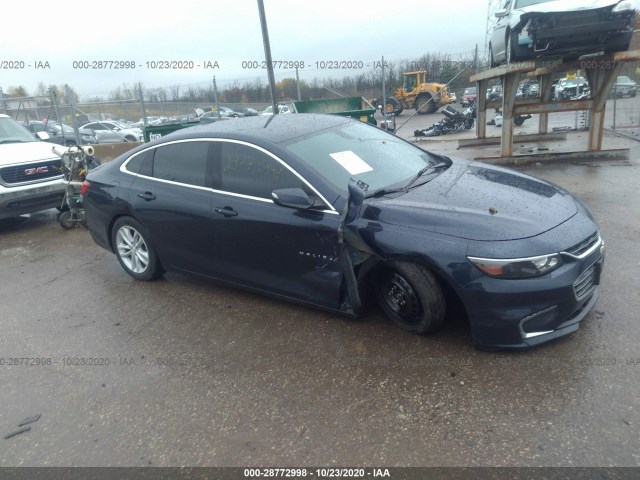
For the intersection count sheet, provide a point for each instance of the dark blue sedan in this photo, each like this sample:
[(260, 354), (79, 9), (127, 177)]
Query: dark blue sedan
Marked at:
[(333, 213)]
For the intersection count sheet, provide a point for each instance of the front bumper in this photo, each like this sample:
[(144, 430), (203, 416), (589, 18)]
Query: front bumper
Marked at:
[(572, 33), (520, 314), (30, 198)]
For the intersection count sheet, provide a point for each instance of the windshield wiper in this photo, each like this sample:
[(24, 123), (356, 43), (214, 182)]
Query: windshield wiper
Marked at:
[(423, 171), (388, 191)]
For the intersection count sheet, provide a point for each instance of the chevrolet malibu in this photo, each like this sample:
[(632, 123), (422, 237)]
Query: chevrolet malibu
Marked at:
[(334, 213)]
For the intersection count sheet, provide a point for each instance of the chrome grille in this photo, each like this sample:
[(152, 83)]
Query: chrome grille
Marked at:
[(578, 19), (584, 246), (31, 172), (585, 282)]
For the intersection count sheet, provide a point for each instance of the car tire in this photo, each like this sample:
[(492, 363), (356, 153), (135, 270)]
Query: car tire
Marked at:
[(131, 245), (65, 219), (410, 295)]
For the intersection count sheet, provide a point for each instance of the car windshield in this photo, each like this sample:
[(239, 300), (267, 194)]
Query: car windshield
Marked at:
[(527, 3), (12, 132), (361, 152), (63, 128)]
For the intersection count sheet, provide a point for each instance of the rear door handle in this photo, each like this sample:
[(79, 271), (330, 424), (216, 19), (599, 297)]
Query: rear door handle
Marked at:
[(226, 211), (148, 196)]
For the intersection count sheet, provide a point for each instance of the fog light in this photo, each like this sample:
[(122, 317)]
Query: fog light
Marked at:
[(539, 323)]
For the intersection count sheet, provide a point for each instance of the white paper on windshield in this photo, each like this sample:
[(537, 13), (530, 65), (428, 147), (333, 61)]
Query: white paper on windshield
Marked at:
[(351, 162)]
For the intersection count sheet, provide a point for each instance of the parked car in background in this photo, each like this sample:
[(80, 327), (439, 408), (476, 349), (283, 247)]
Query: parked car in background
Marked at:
[(469, 95), (281, 109), (248, 111), (112, 131), (228, 112), (528, 29), (624, 86), (61, 133), (209, 117), (333, 212), (30, 173), (570, 88)]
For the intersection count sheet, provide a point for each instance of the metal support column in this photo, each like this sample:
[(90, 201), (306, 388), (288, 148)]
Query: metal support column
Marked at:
[(511, 81), (481, 110), (545, 97), (600, 83)]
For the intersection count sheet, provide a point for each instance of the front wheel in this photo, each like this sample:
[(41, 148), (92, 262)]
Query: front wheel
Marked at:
[(410, 295), (65, 219), (135, 254)]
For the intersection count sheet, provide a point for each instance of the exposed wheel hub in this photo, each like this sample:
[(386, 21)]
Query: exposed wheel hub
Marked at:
[(401, 297)]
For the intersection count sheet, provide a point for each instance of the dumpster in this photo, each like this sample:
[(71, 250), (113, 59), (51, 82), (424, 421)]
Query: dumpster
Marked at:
[(153, 132), (355, 107)]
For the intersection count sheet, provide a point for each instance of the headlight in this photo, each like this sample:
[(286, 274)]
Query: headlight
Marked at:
[(517, 267), (623, 6)]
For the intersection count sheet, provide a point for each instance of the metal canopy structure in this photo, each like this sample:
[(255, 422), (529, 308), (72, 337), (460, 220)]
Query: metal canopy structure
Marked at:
[(601, 72)]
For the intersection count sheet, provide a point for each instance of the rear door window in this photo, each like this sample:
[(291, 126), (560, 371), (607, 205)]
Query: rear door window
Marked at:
[(248, 171), (182, 162)]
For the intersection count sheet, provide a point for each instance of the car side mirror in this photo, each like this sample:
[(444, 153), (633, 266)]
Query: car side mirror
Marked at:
[(292, 198)]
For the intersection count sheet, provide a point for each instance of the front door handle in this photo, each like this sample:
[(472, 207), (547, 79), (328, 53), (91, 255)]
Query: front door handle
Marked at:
[(148, 196), (226, 211)]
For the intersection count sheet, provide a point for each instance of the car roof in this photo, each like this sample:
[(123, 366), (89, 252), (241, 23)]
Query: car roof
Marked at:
[(272, 128)]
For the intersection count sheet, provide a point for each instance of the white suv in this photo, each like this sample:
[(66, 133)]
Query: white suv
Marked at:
[(30, 173)]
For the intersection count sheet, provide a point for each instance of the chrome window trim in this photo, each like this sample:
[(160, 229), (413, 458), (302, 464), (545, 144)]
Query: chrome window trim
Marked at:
[(123, 169)]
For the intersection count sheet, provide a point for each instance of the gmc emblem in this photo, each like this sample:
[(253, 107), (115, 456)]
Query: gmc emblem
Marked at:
[(35, 171)]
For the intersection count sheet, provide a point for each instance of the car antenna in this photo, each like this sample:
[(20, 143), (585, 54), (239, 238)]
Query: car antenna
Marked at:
[(271, 117)]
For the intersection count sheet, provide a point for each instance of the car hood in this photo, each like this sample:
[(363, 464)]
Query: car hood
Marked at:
[(478, 201), (28, 152), (567, 6)]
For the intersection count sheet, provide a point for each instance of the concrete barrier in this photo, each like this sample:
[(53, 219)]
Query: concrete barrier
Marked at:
[(108, 151)]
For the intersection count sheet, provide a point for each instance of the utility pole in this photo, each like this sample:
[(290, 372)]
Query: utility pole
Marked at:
[(475, 60), (267, 56), (215, 96)]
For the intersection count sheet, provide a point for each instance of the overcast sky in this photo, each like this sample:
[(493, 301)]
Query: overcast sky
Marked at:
[(225, 32)]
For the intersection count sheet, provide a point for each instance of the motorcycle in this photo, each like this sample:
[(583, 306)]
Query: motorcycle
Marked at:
[(453, 121)]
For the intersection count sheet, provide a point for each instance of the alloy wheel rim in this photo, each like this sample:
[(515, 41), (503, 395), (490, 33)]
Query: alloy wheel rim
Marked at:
[(132, 249)]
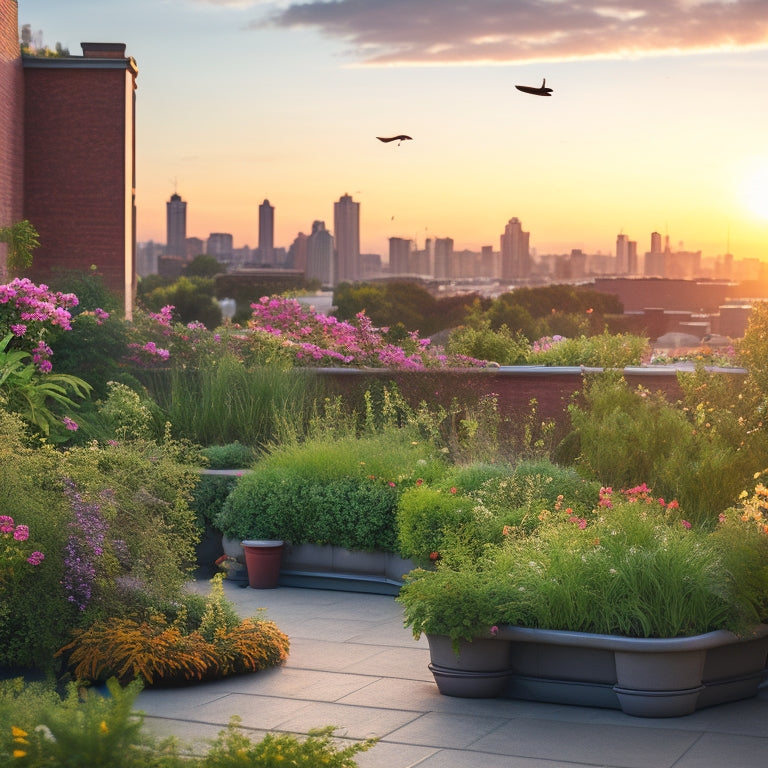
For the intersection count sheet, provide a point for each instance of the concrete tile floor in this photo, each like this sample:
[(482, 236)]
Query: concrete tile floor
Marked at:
[(353, 665)]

## PROBLEM TO SOLVE
Copy all of the records above word for word, omitting the pictures.

## COMPLETE RESPONSE
For the intersection count sheet, provide a point for each instance of the dark blue sedan in this photo, each like this sample:
[(260, 354), (79, 9), (127, 177)]
Query: dark blue sedan
Marked at:
[(333, 213)]
For the intersection count sheet, provide a point for each instance of the front bumper in this photo, each like this sample:
[(144, 430), (203, 416), (589, 18)]
Query: front bumper
Marked at:
[(572, 33), (520, 314), (30, 198)]
For the intersection count sheet, provide a point for each instance of the windshield wiper in this photo, each like this sample:
[(24, 123), (356, 43), (214, 182)]
Query: windshield wiper
Marked at:
[(423, 171), (388, 191)]
For the intersection count sheet, provide a point for each instance of the chevrolet malibu in this photo, each like this sample:
[(632, 123), (422, 237)]
Query: chevrolet malibu
Marked at:
[(334, 213)]
For the intersection count sheet, provide a point for each instance of the chrome grille in this photo, each like this sample:
[(152, 83)]
Query: chrome grille
Marked at:
[(578, 19), (584, 246), (31, 172), (585, 282)]
For the intersection count sheet, provide a point for each instance of the car tire in this photo, each like this sample:
[(492, 363), (356, 153), (135, 270)]
Query: car tire
Marked at:
[(131, 245), (65, 219), (410, 295)]
For the intersection count sheet, provide a point for each instance of the car windshield in this photo, each like this sample:
[(239, 300), (267, 194)]
Query: car windshield
Marked at:
[(527, 3), (12, 132), (361, 152), (63, 128)]
For the intersection count sheet, provide a point for each instance of the rear door handle in this photo, each like this sample:
[(79, 271), (330, 424), (216, 19), (599, 297)]
Query: rear door handle
Marked at:
[(226, 211), (148, 196)]
For the intersection count sheet, provide a point for each instance of the fog light in this photo, each like this sample:
[(122, 317)]
Query: fog light
Marked at:
[(539, 323)]
For the intersection count sheet, provide a point for each instance of the white paper on windshield in this photo, each like this sample:
[(537, 13), (530, 65), (428, 147), (333, 61)]
Query: white paper on windshield
Marked at:
[(351, 162)]
For the intersection count sheet, provide a point for each instance of the parked car in background in this photo, each like this sample:
[(80, 327), (439, 408), (476, 349), (283, 247)]
Query: parked car in background
Marked at:
[(469, 95), (281, 109), (248, 111), (112, 131), (228, 112), (528, 29), (624, 86), (61, 133), (209, 117), (333, 212), (30, 173), (570, 88)]
For the intersection count sheet, provide a point for each instance of the metal support column in this photo, each like this sample:
[(90, 201), (306, 388), (288, 148)]
Query: metal support column
Marked at:
[(511, 81), (481, 110), (545, 97), (600, 83)]
For the intersection count sheet, provide a point for each instance of the front wheel in this photo, each like this sample:
[(41, 148), (92, 262)]
Query: front wheel
Marked at:
[(410, 295), (65, 219), (135, 254)]
For the intersection count sheet, provide a point for each instance of the exposed wheel hub in this photo, each like this sample:
[(386, 21)]
Query: exposed wheel hub
Marked at:
[(401, 297)]
For the intersection count sheet, provide a point for each instance of the dumpster in this photo, each like this sample:
[(71, 250), (113, 59), (51, 82), (424, 421)]
Query: dumpster
Marked at:
[(153, 132), (355, 107)]
For the intersection count sheet, provide a point for each instance of the headlight in this photo, each like this sample:
[(286, 274)]
Query: headlight
Marked at:
[(517, 267), (623, 6)]
For the intersection count sheet, provide a point for each instance of the metal canopy structure in this photo, each like this sample:
[(255, 422), (529, 308), (72, 337), (460, 220)]
Query: metal canopy structure
Marked at:
[(601, 72)]
For the intersection count sheet, provide a point for each instance of the rear door window in this photo, each like this sample:
[(291, 126), (560, 371), (607, 205)]
Query: rear door window
Marked at:
[(248, 171), (182, 162)]
For the intersection count sheet, provide a point for each instance of the car side mirror in this photo, each like this sample:
[(444, 153), (633, 266)]
Query: car side mirror
Marked at:
[(292, 198)]
For the intersection count sheet, provide a point for each instance of the front door handle in this photo, each like this sample:
[(472, 207), (547, 79), (328, 53), (91, 255)]
Query: front door handle
Marked at:
[(148, 196), (226, 211)]
For the intersection count sheet, provide a point for each instance of the car roof in this photo, each like this sample:
[(123, 366), (89, 252), (241, 23)]
Query: car roof
Marked at:
[(272, 128)]
For the intersection count sheet, provide a point for each instance of the white suv in this photo, each like this sample:
[(66, 133)]
Query: white suv
Marked at:
[(30, 173)]
For the intersection count sheet, provide a point for each instance of the chrome window trim in this photo, each like this sample:
[(160, 229), (413, 458), (302, 464), (545, 144)]
Query: chrome window trim
Marked at:
[(123, 169)]
For the intersection count sheet, provide a point for each instance of the gmc emblem in this photo, each like this sample:
[(253, 107), (115, 456)]
Query: gmc emblem
Marked at:
[(35, 171)]
For the intersection count sheet, provide a point for each instance of the car antenna in this photo, each like this sample:
[(20, 143), (585, 54), (239, 238)]
Query: car antenna
Marked at:
[(271, 117)]
For the intersection count sheet, provide a point for each instance of the car hood in this photo, each like this sample:
[(363, 464)]
Query: car hood
Marked at:
[(478, 201), (28, 152), (567, 6)]
For the intersection count sheet, provide a point for each instance of the concrete barrier in this photo, each like this sample:
[(53, 219)]
Query: concrete barrier
Marked at:
[(108, 151)]
For the intersection count sheet, provide a point for each instance of the utility pole in this photo, each like this sample:
[(290, 372)]
Query: utility pole
Marked at:
[(475, 60), (267, 56), (215, 96)]
For the intersection count sheet, provide a point for each instance of the overcast sky in this photo, each like this sample:
[(493, 301)]
Query: overcast sky
Marked at:
[(225, 32)]
For the intersection count sheet, provide a point for each instance of the motorcycle in this photo, each like this sample:
[(583, 306)]
Query: motorcycle
Marked at:
[(453, 121)]
For the intersection count sheet, provide a point for each instance of the alloy wheel rim in this photo, each like this sample:
[(515, 41), (503, 395), (490, 33)]
Query: alloy wheel rim
Marked at:
[(132, 249)]
For the intersection count sheet, provide a point for each instance of the concrete tile floor in this photo, each like this sample:
[(482, 236)]
Query: concrete tile floor
Marked at:
[(353, 665)]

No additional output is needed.